Text shown ::
* * *

1. When performing gene set analysis it is critical to use the same annotation as was used in pre-processing steps. Read the paper behind the Bottomly data set on the ReCount database: http://www.ncbi.nlm.nih.gov/pubmed?term=21455293
Using the paper and the function: supportedGenomes() in the goseq package can you figure out which of the Mouse genome builds they aligned the reads to.

UCSC mm9

2. Load the Bottomly data with the following code and perform a differential expression analysis using limma with only the strain variable as an outcome. How many genes are differentially expressed at the 5% FDR level using Benjamini-Hochberg correction? What is the gene identifier of the first gene differentially expressed at this level (just in order, not the smallest FDR) ? (hint: the featureNames function may be useful)
library(Biobase)
library(limma)
con =url("http://bowtie-bio.sourceforge.net/recount/ExpressionSets/bottomly_eset.RData")
load(file=con)
close(con)
bot = bottomly.eset
pdata_bot=pData(bot)
fdata_bot = featureData(bot)
edata = exprs(bot)
fdata_bot = fdata_bot[rowMeans(edata) > 5]
edata = edata[rowMeans(edata) > 5, ]
edata = log2(edata+1)
# perform a differential expression analysis using limma
mod = model.matrix(~ pdata_bot$strain)
fit_limma = lmFit(edata, mod)
ebayes_limma = eBayes(fit_limma)
limma_pvals = topTable(ebayes_limma,number=dim(edata)[1], adjust.method ="BH", p.value=0.05, sort.by='none')

# first DE gene
limma_pvals[1,]
##                        logFC  AveExpr         t      P.Value   adj.P.Val
## ENSMUSG00000000402 -1.222062 4.292471 -4.509076 5.312399e-05 0.004394846
##                           B
## ENSMUSG00000000402 1.583059
# number of genes are differentially expressed at the 5% FPR level 
dim(limma_pvals)
## [1] 223   6
3. Use the nullp and goseq functions in the goseq package to perform a gene ontology analysis. What is the top category that comes up as over represented? (hint: you will need to use the genome information on the genome from question 1 and the differential expression analysis from question 2.
library(devtools)
library(Biobase)
library(goseq)
library(DESeq2)

* * *

Material supplied ::
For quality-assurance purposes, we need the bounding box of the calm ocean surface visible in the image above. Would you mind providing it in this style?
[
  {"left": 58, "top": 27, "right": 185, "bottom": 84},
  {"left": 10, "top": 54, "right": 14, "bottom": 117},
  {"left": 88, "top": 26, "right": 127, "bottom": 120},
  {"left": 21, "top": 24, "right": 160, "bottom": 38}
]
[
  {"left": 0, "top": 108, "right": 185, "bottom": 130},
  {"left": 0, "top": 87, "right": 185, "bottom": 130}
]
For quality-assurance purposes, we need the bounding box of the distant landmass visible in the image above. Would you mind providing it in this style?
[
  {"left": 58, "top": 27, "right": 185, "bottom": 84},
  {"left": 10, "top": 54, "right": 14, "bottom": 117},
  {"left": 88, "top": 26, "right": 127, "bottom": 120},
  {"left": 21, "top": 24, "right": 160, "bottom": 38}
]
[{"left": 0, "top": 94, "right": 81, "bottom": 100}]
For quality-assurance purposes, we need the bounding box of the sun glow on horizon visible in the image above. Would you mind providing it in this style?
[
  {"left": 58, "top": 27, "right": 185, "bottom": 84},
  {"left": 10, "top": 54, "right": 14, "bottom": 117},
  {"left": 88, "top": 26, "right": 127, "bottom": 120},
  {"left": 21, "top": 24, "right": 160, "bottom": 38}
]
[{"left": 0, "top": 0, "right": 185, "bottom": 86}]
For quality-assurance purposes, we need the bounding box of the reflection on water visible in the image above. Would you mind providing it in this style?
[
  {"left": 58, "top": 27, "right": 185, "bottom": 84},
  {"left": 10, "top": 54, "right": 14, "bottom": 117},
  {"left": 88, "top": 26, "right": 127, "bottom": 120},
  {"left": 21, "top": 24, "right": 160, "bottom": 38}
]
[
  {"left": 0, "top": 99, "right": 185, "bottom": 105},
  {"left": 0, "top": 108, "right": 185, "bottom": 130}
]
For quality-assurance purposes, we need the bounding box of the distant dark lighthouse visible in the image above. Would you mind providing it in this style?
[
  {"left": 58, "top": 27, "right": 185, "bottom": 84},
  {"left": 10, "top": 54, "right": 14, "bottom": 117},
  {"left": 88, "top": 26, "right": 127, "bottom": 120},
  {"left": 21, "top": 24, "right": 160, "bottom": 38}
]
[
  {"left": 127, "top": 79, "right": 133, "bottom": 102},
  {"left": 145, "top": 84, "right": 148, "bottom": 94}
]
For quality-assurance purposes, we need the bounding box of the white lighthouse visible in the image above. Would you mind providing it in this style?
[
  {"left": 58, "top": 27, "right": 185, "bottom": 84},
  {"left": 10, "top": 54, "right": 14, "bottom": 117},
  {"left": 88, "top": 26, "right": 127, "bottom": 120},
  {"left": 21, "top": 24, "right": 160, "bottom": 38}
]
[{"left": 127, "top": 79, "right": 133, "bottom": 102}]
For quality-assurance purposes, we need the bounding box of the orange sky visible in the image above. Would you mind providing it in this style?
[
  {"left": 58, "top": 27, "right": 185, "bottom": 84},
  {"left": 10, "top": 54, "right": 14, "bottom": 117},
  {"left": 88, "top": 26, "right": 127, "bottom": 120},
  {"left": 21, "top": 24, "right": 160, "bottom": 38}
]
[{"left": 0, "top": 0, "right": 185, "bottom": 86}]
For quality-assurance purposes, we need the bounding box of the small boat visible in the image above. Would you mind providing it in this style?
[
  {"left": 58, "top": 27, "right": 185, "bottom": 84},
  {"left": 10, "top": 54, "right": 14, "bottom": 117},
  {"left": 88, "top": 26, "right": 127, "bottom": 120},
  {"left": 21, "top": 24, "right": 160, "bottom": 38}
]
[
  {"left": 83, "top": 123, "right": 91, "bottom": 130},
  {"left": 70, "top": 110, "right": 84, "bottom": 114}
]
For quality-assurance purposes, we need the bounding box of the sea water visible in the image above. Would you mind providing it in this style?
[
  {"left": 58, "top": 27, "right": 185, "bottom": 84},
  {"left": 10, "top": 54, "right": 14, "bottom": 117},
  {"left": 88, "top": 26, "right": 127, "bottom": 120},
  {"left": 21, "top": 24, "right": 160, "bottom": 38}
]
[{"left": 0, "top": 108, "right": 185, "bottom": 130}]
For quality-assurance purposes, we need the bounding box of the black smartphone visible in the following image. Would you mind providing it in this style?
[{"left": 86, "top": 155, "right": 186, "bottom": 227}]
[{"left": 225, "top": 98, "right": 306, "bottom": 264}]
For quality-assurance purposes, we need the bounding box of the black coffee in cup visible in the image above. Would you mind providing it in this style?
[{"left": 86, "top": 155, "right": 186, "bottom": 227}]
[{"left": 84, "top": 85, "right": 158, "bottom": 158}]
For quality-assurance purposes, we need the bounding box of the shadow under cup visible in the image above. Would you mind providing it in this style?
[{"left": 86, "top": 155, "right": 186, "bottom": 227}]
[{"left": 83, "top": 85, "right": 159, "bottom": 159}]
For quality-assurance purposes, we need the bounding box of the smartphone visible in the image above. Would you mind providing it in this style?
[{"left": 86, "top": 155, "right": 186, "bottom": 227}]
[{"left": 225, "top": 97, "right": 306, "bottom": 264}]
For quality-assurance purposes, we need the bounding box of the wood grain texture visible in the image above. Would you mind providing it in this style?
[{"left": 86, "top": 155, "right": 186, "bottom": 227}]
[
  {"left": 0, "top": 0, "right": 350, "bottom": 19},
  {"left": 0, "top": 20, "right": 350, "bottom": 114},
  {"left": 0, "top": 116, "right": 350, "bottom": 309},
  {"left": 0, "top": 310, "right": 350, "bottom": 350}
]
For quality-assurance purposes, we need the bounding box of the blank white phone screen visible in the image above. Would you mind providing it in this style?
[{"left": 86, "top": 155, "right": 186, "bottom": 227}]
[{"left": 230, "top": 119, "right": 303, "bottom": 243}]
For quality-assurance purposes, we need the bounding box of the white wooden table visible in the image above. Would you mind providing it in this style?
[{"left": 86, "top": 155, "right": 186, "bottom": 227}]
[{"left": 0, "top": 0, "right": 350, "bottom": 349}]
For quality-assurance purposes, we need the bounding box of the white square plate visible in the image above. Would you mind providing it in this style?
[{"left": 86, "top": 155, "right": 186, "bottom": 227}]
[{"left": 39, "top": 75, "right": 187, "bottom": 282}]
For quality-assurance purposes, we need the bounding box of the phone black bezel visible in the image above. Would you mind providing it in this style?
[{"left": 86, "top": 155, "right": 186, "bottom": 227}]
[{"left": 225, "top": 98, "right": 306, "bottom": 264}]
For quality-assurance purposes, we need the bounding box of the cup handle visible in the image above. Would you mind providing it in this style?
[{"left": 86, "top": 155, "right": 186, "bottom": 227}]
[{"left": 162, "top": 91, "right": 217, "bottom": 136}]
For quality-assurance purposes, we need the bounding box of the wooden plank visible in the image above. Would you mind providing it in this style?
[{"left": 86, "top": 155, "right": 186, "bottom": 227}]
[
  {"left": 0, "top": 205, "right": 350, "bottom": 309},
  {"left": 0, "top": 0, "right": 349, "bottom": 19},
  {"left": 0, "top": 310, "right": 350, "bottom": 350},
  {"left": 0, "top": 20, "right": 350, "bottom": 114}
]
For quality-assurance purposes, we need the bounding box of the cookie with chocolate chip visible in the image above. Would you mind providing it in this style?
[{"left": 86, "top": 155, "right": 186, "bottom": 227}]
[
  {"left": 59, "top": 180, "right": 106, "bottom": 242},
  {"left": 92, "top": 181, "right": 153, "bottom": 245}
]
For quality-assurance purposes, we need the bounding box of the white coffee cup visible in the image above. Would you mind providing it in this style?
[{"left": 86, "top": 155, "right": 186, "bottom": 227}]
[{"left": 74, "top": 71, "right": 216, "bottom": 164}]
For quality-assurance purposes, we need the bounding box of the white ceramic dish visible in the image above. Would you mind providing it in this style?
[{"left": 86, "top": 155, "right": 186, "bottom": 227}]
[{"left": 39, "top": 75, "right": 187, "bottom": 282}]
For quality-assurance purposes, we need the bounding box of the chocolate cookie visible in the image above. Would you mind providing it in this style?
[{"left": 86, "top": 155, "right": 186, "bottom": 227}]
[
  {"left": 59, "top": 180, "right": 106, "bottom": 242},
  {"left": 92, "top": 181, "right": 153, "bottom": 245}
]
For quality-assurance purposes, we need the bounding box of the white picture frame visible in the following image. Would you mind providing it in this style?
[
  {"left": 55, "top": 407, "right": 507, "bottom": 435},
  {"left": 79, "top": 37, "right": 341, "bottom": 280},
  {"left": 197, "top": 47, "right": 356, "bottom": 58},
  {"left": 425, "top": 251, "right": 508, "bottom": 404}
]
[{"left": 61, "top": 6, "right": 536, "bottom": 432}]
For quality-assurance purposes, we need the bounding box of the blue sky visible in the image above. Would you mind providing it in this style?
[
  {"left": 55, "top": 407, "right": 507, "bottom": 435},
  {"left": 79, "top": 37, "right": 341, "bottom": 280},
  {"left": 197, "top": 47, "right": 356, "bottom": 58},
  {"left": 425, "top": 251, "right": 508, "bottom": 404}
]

* * *

Work instruction 1 ::
Answer these questions from the Bottomly gene set analysis exercise.
(a) Which mouse genome build were the reads aligned to?
(b) How many genes are differentially expressed at the 5% FDR level?
(c) What is the gene identifier of the first differentially expressed gene?
Work instruction 2 ::
List every R package that the Bottomly gene set analysis exercise loads with the library function, naming each one once.
Work instruction 3 ::
Continue the Bottomly gene set analysis exercise from the point where its text stops.

Task output 1 ::
(a) The reads were aligned to UCSC mm9.
(b) There are 223 differentially expressed genes at that level.
(c) The first differentially expressed gene is ENSMUSG00000000402.

Task output 2 ::
The packages loaded are Biobase, limma, devtools, goseq and DESeq2.

Task output 3 ::
# limma fit with p-value less than 0.05
limma_table = topTable(ebayes_limma,number=dim(edata)[1], adjust.method ="BH", sort.by='none')
genes = as.integer(limma_table$adj.P.Val < 0.05)
names(genes) = rownames(edata)
not_na = !is.na(genes)
genes = genes[not_na]

# use nullp and goseq to perform a gene ontology analysis
pwf = nullp(genes, "mm9", "ensGene")

GO.wall = goseq(pwf, "mm9", "ensGene")
GO.top10 = GO.wall[1:10,1]

# top category
GO.top10[1]
## [1] "GO:0004888"
4. Look up the GO category that was the top category from the previous question. What is the name of the category?
GO.wall$term[1]
## [1] "transmembrane signaling receptor activity"
5. Load the Bottomly data with the following code and perform a differential expression analysis using limma and treating strain as the outcome but adjusting for lane as a factor. Then find genes significant at the 5% FDR rate using the Benjamini Hochberg correction and perform the gene set analysis with goseq following the protocol from the first 4 questions. How many of the top 10 overrepresented categories are the same for the adjusted and unadjusted analysis?
# perform a differential expression analysis using limma, adjusting for lane as a factor
mod_adj = model.matrix(~ pdata_bot$strain + as.factor(pdata_bot$lane.number))
fit_limma_adj = lmFit(edata,mod_adj)
ebayes_limma_adj = eBayes(fit_limma_adj)

# find genes significant at 5% FPR rate
limma_table = topTable(ebayes_limma_adj, number=dim(edata)[1], adjust.method ="BH", sort.by='none')
genes = as.integer(limma_table$adj.P.Val < 0.05)
names(genes) = rownames(edata)
not_na = !is.na(genes)
genes = genes[not_na]

pwf = nullp(genes, "mm9", "ensGene")

GO.wall = goseq(pwf, "mm9", "ensGene")
GO.top10_adj = GO.wall[1:10,1]

# top 10 overrepresented categories are the same
intersect(GO.top10, GO.top10_adj)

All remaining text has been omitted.